* **EXERCISE DIRECTIONS**
Update the listing lines that begin at the line containing "Could you point out the eyelid" and run through the end of the listing, changing "nose" to "chin" and leaving everything else unchanged. Give only those lines.

━━━ DATA PROVIDED ━━━

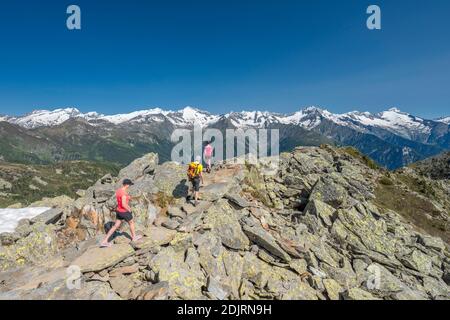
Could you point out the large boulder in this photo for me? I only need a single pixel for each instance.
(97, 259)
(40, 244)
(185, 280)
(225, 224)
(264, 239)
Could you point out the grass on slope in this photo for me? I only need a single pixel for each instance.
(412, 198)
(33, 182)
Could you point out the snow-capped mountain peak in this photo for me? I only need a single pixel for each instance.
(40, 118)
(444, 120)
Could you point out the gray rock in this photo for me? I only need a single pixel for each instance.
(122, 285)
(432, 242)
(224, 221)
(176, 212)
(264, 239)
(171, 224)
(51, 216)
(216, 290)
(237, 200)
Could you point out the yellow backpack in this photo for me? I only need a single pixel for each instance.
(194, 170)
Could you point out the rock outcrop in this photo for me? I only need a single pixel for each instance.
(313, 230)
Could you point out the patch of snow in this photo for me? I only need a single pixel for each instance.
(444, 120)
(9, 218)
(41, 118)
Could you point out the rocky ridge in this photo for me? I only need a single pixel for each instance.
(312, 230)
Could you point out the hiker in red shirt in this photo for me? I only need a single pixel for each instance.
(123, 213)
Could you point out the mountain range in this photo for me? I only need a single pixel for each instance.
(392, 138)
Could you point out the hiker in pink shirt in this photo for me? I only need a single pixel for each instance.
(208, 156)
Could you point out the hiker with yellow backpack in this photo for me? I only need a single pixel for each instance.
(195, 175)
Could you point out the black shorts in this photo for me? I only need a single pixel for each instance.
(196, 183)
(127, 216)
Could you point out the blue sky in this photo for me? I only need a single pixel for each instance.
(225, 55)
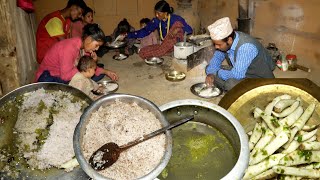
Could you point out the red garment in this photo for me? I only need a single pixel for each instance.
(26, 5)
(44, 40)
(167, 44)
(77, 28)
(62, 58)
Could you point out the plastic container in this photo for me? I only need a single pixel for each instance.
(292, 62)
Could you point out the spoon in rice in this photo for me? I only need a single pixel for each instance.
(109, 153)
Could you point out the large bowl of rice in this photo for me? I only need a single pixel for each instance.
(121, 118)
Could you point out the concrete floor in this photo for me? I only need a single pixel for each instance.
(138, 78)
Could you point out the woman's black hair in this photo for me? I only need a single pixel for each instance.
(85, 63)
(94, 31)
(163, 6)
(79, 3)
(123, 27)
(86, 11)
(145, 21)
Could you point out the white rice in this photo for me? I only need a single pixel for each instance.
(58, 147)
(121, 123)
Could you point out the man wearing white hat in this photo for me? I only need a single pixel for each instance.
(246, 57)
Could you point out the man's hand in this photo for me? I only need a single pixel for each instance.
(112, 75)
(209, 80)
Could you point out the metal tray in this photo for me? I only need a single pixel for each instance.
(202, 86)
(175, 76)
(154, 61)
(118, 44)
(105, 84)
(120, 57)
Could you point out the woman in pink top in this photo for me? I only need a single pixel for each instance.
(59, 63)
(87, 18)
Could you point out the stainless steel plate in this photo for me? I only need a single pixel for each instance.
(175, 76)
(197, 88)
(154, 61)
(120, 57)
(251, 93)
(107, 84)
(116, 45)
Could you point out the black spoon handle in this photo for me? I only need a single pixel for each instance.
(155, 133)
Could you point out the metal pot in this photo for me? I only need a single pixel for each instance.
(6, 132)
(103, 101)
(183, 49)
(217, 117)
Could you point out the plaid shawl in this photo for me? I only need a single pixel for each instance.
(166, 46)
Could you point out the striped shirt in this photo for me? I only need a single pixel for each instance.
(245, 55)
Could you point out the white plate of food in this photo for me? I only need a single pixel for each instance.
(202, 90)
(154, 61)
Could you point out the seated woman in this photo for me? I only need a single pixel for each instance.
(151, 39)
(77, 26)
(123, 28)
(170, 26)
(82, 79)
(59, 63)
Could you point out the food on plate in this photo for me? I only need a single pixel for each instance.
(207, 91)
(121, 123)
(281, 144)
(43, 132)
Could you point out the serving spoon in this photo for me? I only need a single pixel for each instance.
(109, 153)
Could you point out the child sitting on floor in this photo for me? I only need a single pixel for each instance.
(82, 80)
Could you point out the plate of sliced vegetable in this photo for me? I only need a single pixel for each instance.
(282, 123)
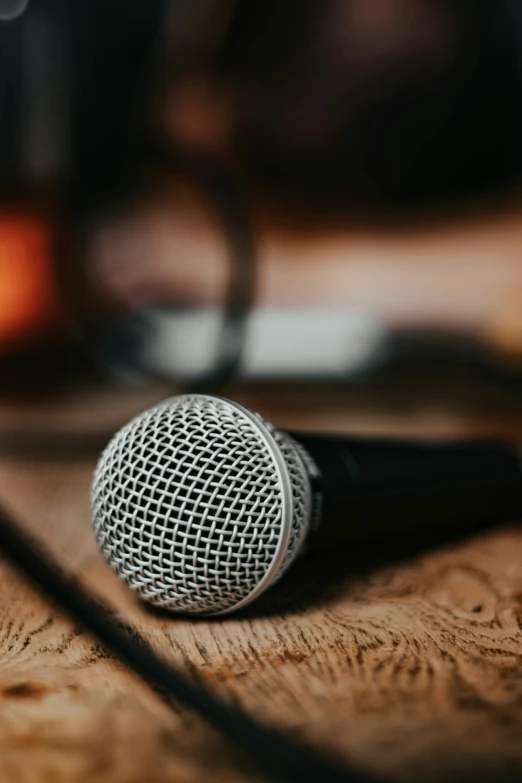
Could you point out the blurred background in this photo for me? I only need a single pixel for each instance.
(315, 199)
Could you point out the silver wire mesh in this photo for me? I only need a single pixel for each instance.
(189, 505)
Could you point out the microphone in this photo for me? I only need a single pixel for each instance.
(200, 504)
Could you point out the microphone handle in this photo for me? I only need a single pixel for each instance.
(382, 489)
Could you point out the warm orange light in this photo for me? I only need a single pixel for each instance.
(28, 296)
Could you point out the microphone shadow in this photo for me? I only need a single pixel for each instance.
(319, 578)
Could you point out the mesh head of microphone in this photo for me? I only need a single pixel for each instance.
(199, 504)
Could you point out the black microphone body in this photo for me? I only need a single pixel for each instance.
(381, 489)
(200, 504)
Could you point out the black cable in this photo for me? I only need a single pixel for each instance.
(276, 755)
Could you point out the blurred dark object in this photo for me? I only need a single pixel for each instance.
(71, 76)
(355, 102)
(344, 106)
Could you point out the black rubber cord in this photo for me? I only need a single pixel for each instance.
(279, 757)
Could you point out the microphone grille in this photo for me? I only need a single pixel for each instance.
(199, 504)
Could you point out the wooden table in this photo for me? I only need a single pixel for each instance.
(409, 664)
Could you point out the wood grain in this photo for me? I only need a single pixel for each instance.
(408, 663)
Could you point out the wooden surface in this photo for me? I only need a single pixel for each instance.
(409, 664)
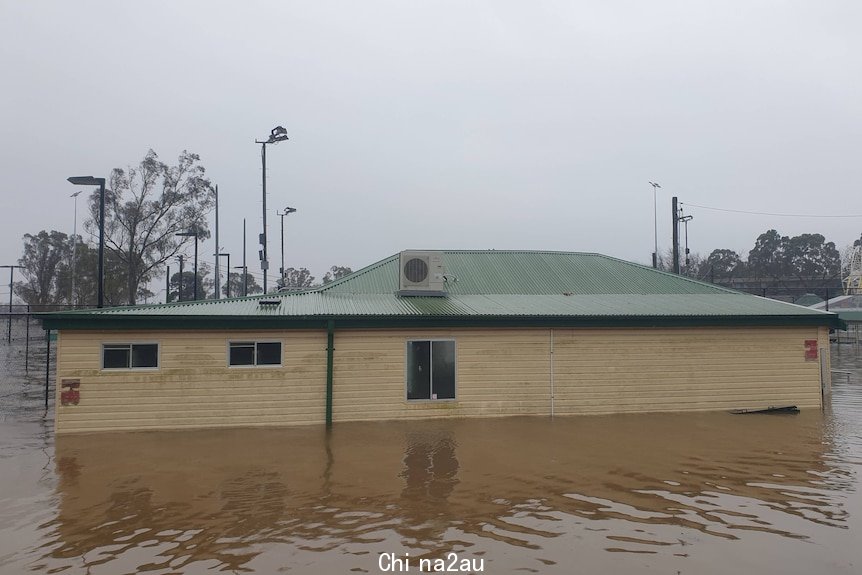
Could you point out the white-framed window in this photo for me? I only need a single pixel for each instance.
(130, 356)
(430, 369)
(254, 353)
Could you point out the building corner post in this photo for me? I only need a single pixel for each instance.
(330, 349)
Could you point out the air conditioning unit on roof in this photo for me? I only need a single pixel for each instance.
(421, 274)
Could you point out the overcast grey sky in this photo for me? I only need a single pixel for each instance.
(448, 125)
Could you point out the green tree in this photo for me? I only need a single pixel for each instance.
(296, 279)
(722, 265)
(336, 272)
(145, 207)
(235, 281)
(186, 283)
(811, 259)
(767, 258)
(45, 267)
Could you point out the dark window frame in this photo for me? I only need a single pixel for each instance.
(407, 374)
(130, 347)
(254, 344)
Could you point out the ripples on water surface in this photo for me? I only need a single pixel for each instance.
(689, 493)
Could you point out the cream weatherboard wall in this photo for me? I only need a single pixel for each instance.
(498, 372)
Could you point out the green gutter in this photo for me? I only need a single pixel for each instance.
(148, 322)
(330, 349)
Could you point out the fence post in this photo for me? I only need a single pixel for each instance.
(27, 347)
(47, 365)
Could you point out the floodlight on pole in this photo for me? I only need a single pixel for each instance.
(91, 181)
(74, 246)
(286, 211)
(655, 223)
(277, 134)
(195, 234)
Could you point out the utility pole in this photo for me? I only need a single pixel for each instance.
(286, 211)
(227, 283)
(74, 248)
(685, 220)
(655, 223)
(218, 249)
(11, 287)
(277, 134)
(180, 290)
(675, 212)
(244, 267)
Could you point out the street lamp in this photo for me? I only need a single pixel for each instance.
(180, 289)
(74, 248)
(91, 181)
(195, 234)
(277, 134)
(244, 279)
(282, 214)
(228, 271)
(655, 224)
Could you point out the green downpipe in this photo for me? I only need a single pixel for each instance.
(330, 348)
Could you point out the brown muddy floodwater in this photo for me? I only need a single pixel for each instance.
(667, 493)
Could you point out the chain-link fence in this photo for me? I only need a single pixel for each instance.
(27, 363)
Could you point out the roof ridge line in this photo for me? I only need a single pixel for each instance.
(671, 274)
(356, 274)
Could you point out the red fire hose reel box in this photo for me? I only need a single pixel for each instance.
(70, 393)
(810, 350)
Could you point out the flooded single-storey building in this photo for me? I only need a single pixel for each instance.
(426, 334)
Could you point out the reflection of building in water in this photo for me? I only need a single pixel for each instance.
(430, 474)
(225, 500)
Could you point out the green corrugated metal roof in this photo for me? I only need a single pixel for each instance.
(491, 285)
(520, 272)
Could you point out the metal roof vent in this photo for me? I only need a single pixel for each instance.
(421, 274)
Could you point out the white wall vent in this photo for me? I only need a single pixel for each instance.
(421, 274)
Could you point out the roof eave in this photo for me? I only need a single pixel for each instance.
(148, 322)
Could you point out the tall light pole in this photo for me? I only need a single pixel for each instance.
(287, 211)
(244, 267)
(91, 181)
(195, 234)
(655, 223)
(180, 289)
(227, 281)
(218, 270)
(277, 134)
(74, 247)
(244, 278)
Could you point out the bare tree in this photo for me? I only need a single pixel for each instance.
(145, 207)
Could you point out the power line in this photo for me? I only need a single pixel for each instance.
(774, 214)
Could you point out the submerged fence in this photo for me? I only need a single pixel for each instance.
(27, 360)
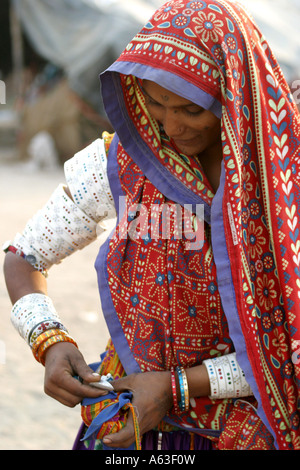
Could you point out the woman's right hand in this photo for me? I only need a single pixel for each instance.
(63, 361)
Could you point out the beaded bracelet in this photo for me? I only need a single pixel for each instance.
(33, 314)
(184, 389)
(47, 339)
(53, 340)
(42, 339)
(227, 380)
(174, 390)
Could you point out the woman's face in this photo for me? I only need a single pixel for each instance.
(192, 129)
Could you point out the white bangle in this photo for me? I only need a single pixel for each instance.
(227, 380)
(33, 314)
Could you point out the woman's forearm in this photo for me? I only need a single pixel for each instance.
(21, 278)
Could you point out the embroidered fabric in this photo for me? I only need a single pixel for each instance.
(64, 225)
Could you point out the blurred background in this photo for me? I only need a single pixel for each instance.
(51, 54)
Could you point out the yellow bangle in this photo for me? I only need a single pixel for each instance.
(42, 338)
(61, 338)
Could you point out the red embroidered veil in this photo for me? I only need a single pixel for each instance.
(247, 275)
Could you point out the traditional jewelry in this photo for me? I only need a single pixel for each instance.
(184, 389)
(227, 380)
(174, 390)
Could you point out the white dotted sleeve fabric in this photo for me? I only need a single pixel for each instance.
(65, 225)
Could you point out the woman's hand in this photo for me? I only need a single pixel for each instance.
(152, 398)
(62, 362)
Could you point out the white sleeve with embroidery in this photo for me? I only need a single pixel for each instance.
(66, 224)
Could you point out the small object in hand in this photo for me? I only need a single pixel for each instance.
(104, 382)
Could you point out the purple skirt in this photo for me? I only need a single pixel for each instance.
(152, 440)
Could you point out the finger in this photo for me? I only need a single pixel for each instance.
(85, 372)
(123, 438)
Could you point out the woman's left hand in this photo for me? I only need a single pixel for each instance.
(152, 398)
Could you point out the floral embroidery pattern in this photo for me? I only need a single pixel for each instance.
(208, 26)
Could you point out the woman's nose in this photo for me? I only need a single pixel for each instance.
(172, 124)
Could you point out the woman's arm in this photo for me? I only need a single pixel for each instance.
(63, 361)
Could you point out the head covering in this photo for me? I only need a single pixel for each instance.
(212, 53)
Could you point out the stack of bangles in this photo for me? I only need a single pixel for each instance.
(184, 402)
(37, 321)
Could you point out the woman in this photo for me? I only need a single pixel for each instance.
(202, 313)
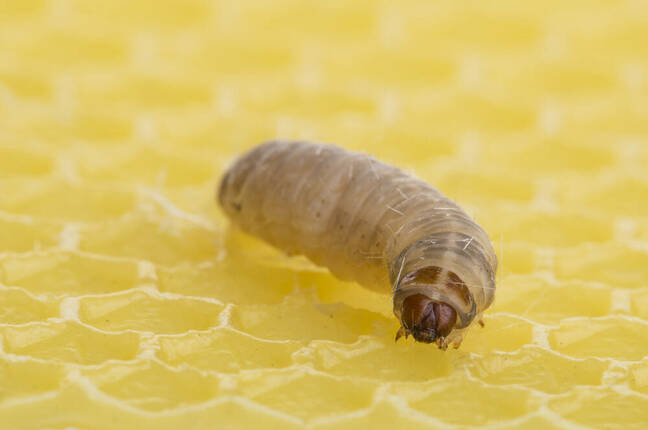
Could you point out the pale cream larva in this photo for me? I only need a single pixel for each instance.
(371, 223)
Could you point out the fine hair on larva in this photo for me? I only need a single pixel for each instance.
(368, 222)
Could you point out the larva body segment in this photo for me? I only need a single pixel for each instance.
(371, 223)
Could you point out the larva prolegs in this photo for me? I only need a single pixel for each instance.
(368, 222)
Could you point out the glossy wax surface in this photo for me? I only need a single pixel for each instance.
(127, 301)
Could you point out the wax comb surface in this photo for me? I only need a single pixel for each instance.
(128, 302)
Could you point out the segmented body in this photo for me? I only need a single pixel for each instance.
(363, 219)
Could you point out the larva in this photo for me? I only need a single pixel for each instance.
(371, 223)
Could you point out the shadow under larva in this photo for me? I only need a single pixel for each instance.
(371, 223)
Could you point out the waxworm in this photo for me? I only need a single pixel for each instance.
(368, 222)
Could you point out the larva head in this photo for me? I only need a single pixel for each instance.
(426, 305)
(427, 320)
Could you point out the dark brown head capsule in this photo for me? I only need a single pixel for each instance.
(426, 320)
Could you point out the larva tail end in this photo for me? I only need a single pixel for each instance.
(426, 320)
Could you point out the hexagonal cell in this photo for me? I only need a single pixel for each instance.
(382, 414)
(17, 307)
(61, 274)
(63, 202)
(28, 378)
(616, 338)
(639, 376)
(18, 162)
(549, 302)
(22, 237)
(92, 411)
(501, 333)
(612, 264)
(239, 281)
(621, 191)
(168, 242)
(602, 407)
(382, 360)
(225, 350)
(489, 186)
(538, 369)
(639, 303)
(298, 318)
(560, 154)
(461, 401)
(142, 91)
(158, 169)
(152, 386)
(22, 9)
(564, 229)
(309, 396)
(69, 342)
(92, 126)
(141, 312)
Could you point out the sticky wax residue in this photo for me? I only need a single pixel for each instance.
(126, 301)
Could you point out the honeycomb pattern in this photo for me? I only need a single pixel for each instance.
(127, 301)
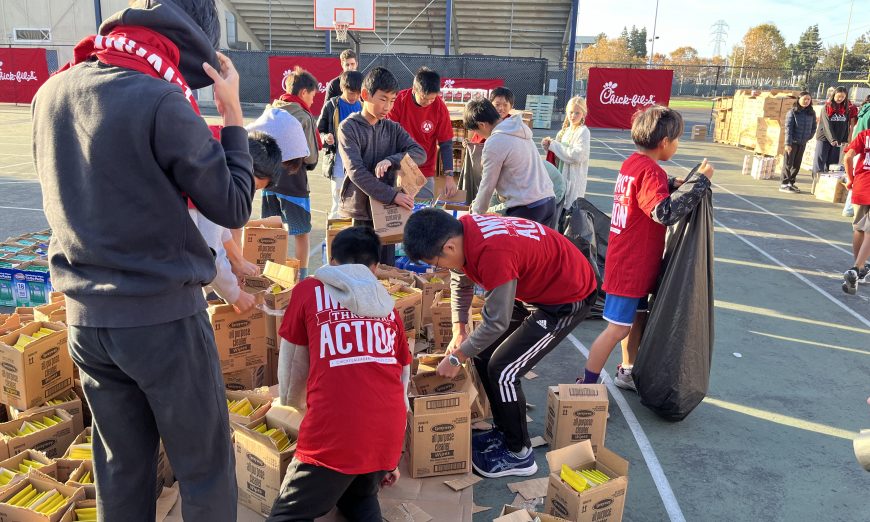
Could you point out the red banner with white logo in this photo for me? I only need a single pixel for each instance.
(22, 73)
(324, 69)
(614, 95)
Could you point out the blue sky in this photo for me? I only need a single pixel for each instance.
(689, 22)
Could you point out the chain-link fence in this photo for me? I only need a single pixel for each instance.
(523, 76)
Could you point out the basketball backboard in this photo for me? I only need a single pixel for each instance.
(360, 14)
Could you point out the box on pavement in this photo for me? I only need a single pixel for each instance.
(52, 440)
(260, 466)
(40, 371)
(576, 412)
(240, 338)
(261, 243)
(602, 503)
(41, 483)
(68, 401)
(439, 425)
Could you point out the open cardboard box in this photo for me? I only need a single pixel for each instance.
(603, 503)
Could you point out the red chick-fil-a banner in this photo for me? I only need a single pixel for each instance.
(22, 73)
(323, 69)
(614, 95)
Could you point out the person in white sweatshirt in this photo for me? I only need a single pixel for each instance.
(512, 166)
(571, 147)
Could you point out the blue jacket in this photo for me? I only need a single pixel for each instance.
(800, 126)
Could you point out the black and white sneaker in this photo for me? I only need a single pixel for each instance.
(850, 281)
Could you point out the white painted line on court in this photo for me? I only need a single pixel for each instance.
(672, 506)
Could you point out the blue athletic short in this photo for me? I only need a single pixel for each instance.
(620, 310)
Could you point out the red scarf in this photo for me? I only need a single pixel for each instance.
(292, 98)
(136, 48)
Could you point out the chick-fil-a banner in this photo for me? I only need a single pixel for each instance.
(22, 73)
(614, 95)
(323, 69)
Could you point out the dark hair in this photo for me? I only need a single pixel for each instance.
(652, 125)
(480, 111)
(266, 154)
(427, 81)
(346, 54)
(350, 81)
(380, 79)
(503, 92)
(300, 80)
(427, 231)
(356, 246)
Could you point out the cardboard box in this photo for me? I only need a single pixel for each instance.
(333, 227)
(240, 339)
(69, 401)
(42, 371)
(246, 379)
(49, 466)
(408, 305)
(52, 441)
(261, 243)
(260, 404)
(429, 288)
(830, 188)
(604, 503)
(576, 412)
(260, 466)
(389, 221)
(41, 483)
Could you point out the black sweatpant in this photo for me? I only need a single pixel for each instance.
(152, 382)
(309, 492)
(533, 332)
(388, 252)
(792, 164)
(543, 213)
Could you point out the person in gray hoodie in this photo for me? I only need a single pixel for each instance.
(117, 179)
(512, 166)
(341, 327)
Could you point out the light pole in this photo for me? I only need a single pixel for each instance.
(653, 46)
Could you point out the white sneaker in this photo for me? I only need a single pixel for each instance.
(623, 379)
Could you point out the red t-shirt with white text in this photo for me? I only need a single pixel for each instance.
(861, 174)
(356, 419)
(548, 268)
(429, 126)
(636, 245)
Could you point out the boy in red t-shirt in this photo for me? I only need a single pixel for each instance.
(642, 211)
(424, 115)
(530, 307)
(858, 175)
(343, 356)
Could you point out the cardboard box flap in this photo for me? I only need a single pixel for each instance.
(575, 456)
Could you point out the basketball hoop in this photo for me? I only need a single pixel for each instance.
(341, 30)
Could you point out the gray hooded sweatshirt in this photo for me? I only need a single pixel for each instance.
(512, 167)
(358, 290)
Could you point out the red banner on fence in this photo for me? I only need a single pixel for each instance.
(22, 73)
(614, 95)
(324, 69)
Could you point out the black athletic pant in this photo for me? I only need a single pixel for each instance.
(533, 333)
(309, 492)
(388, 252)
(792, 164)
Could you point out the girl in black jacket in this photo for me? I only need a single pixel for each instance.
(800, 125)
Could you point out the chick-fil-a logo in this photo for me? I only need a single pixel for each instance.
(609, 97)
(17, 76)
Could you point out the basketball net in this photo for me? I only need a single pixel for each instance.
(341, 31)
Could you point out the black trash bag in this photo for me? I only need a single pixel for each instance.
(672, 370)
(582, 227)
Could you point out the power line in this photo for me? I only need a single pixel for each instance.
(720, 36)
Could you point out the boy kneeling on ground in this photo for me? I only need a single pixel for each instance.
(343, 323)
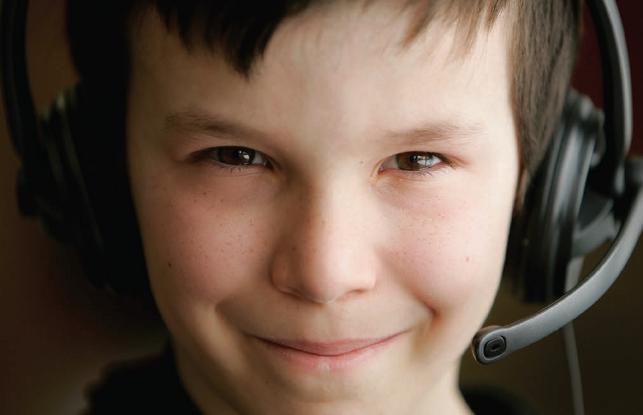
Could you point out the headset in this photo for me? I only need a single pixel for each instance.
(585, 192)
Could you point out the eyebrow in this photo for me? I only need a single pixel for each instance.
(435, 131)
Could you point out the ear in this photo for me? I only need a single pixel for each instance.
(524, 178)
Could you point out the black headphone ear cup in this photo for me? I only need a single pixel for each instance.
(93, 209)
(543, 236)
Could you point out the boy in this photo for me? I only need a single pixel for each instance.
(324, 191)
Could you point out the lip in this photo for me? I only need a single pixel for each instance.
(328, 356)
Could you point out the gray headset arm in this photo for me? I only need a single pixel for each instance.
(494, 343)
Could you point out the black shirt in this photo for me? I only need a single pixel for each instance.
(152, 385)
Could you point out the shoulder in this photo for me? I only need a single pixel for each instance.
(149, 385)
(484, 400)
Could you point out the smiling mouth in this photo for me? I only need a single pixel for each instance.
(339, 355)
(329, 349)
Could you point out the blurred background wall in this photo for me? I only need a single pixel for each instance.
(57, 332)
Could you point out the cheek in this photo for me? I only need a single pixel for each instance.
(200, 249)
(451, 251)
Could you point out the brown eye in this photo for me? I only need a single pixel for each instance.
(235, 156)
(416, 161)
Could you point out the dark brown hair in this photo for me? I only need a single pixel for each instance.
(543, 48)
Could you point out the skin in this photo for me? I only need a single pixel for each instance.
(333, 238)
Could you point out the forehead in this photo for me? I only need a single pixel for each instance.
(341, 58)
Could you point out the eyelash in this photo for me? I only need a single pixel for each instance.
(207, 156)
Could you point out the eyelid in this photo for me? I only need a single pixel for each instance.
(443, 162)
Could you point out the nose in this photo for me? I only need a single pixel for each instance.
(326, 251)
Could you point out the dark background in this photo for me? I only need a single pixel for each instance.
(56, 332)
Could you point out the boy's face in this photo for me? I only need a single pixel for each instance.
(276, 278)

━━━

* **SOLUTION FOR THIS PROBLEM**
Could you point out the eyelid in this photo for me? I only need a single pixel for each instance.
(443, 162)
Could you point out the chin in this photo for me? I only need a single pixel for each instance.
(326, 251)
Could you point out the dark background in this photo for me? I only need a single pixel for each instance.
(56, 332)
Could you point out the boy's face in this photo for me? I only need a single pixel for each instance.
(276, 278)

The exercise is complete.